(Excerpts from point annotation data)

>>

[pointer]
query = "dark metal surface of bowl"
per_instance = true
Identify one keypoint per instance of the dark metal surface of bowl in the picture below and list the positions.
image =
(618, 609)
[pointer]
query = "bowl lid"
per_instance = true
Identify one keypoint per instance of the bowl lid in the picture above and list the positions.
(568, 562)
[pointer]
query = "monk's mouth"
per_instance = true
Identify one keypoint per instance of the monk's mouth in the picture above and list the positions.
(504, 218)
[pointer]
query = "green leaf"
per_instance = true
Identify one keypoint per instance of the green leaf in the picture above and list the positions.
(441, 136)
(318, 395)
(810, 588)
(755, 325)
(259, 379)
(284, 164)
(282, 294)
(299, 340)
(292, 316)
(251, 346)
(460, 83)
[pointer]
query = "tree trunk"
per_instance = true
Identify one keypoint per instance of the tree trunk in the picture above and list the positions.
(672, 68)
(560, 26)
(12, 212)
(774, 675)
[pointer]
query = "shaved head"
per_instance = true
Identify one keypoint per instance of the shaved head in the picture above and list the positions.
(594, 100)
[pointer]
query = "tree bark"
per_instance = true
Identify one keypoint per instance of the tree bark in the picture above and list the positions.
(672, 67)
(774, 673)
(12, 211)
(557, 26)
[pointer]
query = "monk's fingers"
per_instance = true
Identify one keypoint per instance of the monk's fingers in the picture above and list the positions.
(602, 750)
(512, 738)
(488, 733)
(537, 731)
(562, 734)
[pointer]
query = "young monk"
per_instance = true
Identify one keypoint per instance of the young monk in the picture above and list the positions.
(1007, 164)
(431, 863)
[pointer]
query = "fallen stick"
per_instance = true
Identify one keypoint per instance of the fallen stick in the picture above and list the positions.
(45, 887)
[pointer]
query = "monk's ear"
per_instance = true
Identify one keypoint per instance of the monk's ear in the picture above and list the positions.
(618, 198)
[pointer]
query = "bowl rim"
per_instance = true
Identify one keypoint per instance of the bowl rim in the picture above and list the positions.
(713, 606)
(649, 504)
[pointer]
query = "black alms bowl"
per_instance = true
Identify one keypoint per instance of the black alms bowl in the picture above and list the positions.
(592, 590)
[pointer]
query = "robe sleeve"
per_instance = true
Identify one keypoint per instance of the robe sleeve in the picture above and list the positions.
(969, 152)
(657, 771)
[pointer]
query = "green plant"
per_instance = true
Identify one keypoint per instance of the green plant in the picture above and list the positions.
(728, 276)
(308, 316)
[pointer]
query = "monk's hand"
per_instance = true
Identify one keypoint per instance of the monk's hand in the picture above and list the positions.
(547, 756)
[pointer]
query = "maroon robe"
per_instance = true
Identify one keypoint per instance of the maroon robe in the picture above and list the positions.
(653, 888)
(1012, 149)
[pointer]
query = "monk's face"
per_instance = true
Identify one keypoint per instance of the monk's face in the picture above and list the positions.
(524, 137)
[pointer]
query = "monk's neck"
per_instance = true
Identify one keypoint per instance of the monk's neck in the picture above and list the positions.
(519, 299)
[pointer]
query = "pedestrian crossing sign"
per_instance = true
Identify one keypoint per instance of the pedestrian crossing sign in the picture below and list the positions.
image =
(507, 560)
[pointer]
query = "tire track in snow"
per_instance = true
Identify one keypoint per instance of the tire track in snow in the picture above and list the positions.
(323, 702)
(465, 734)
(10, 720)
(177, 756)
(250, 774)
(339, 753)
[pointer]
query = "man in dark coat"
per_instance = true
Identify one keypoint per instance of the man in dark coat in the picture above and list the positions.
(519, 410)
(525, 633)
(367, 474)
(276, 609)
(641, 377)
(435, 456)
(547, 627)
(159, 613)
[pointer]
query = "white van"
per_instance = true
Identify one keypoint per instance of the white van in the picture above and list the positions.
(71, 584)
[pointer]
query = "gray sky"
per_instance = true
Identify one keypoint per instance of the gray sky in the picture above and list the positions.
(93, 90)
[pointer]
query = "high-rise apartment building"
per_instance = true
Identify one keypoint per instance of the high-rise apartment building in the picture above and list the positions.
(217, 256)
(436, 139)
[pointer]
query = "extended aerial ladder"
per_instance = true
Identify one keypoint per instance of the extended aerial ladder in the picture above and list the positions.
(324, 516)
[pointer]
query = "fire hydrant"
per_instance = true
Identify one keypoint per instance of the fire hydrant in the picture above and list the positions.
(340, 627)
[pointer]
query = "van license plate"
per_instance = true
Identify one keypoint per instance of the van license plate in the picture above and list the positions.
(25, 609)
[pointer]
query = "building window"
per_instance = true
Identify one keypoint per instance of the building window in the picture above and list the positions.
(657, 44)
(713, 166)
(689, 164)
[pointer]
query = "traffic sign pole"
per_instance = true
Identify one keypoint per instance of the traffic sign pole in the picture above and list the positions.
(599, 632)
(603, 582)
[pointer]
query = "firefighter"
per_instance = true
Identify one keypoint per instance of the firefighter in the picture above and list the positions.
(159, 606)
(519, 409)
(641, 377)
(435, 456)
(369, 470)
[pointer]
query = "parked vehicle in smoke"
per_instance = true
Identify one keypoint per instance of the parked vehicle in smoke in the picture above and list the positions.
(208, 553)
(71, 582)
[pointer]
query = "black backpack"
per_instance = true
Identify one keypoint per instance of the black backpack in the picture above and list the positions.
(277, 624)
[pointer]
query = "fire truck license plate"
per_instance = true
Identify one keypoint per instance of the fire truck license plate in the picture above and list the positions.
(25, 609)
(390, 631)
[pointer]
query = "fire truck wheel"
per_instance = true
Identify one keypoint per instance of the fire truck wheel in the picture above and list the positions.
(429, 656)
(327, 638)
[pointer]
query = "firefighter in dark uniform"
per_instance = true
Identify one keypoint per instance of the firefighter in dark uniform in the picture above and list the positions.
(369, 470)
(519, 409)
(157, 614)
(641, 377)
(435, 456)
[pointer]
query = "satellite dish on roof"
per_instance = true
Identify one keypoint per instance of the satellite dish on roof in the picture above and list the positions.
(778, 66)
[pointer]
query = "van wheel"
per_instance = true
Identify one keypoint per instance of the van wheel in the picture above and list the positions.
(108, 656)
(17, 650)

<<

→ **Aim of the exercise**:
Repeat the listing in full, keeping every line exactly as it is.

→ **Result of the exercise**:
[pointer]
query = "dark metal surface of bowl"
per_instance = true
Identify one keypoint per instance of the dark metal surface of bowl in the picture below and list the positions.
image =
(618, 609)
[pointer]
query = "bowl lid"
per_instance = true
Identify one keypoint per instance of the bowl lid in the picture above and list the positions.
(568, 562)
[pointer]
query = "monk's mouth"
per_instance = true
Identify one keypoint per instance of the monk's mouth in the picture above and list the positions.
(504, 218)
[pointer]
query = "green leaf"
per_instance = true
Identify one keypoint per instance of the green leaf in the picture above and list the positions.
(441, 136)
(318, 395)
(810, 588)
(755, 325)
(259, 379)
(284, 164)
(282, 294)
(299, 340)
(292, 316)
(251, 346)
(460, 83)
[pointer]
query = "tree trunk"
per_instance = true
Identify one keypoint per instance of the tree trunk in the picture above and list the positions.
(672, 68)
(560, 26)
(12, 212)
(774, 675)
[pointer]
query = "shaved head"
per_instance = true
Identify one keypoint per instance of the shaved head in the picture above and list the positions.
(594, 100)
[pointer]
query = "tree bark"
per_instance = true
Identify one keypoint per instance of the tree bark in the picture above and list the positions.
(672, 67)
(774, 673)
(12, 211)
(557, 26)
[pointer]
query = "monk's fingers"
per_instance = true
Identify one keypoint per instance of the monk's fingers in the picture above and list the positions.
(602, 750)
(512, 738)
(488, 733)
(537, 731)
(562, 734)
[pointer]
query = "young monk"
per_instance = true
Identify one keypoint per instance of the young monk in the picture above and list the positions.
(1007, 164)
(431, 863)
[pointer]
query = "fallen stick"
per_instance = true
Identify one keypoint per instance of the fallen stick in the picture above and list the positions.
(45, 887)
[pointer]
query = "monk's ear"
per_instance = true
Identify one keypoint per instance of the monk's ear in the picture above and list the positions.
(618, 198)
[pointer]
query = "bowl rim"
per_instance = true
Identify one keypoint per instance of the bowl rim in the picture above and list the positions.
(713, 606)
(649, 504)
[pointer]
query = "black alms bowl"
per_instance = true
Identify one keypoint per instance of the black alms bowl in the picture above and list the positions.
(592, 590)
[pointer]
query = "robe sleeve"
per_instance = true
Identify one keypoint per instance of the robe sleeve in the picture above and list the positions.
(969, 152)
(657, 771)
[pointer]
query = "green plant"
per_instance = true
Identify one keypoint per instance of the green plant in the picture above and list the positions.
(728, 276)
(308, 316)
[pointer]
query = "monk's hand"
per_instance = true
Identify one keypoint per instance of the monk's hand in the picture above and list the positions.
(547, 756)
[pointer]
query = "maroon robe"
per_instance = true
Identify one keypoint per instance of the maroon robe in the picture above and list the positions.
(653, 888)
(1012, 149)
[pointer]
query = "monk's face"
per_instance = true
Identify one keypoint per instance of the monk's face in the picture above and list the positions.
(524, 137)
[pointer]
query = "monk's neck"
per_instance = true
Identify one keypoint per instance of the monk's neck in the picture above and list the positions.
(519, 299)
[pointer]
query = "pedestrian crossing sign"
per_instance = true
Identify one keypoint per instance of the pedestrian crossing sign in the picture below and list the positions.
image =
(507, 560)
[pointer]
query = "tire track in snow"
per_instance = true
Identify one keypoint per instance of the tire track in snow in the picture above and list the positions.
(323, 702)
(465, 734)
(10, 720)
(177, 756)
(250, 774)
(339, 753)
[pointer]
query = "man in dark coat"
per_instance = true
Identify one keypoint per instance of the man in dark coat in the picture above and list the positions.
(519, 410)
(525, 633)
(367, 474)
(276, 609)
(641, 377)
(435, 456)
(547, 627)
(159, 613)
[pointer]
query = "white van"
per_instance = true
Identify one keypoint per instance of the white van in the picture above and list the positions.
(71, 584)
[pointer]
query = "gray sky"
per_instance = true
Identify one keypoint per instance of the gray sky in the picture above and list the positions.
(93, 90)
[pointer]
query = "high-rise apartment building"
per_instance = true
Identify one keypoint per instance of the high-rise apartment building in the picture above and list the positions.
(217, 256)
(436, 139)
[pointer]
query = "extended aerial ladder"
per_instance = true
Identify one keypoint per instance of the extended aerial ladder in the picture above and list the positions.
(324, 516)
[pointer]
query = "fire hydrant"
per_instance = true
Identify one keypoint per instance of the fire hydrant in the picture above and list the positions.
(340, 627)
[pointer]
query = "van license plate"
per_instance = true
Identify one keypoint per instance of the van license plate in the picture above and list the positions.
(25, 609)
[pointer]
query = "building window"
per_instance = true
Identify one keypoint per instance of the building window in the picture above and list the positions.
(657, 44)
(713, 166)
(689, 164)
[pointer]
query = "traffic sign pole"
per_instance = true
Identify one keypoint per instance of the traffic sign pole in the picture above and list the positions.
(599, 632)
(603, 582)
[pointer]
query = "firefighter"
per_instance = true
Identify one keypoint per instance of the firefighter in the picture above and list the positions.
(159, 606)
(519, 409)
(641, 377)
(435, 456)
(369, 470)
[pointer]
query = "parked vehicle in smoke"
per_instance = true
Identify one keypoint per instance of the parked vehicle in smoke in the picture above and list the positions.
(208, 553)
(71, 582)
[pointer]
query = "black backpack"
per_instance = true
Identify one keypoint per instance of the black backpack in the picture above and list the positions.
(277, 624)
[pointer]
query = "fire truck license plate"
per_instance = true
Identify one keypoint per instance of the fire truck license plate in the picture above and list the positions.
(25, 609)
(390, 631)
[pointer]
query = "fire truck wheel"
per_instance = true
Identify one keypoint per instance of the fire truck wheel in the picture above and list the positions.
(429, 656)
(327, 638)
[pointer]
query = "firefighter in dark uniform"
per_instance = true
Identify one keypoint per instance of the firefighter in dark uniform in the picture above and list the positions.
(369, 470)
(519, 409)
(157, 614)
(641, 377)
(435, 456)
[pointer]
query = "satellite dish on roof"
per_instance = true
Identify one keypoint per instance of the satellite dish on roof in the picture above and list the positions.
(778, 66)
[pointer]
query = "van wheel"
per_instance = true
Identify one keypoint per instance of the van wheel in the picture above and list the positions.
(108, 656)
(17, 650)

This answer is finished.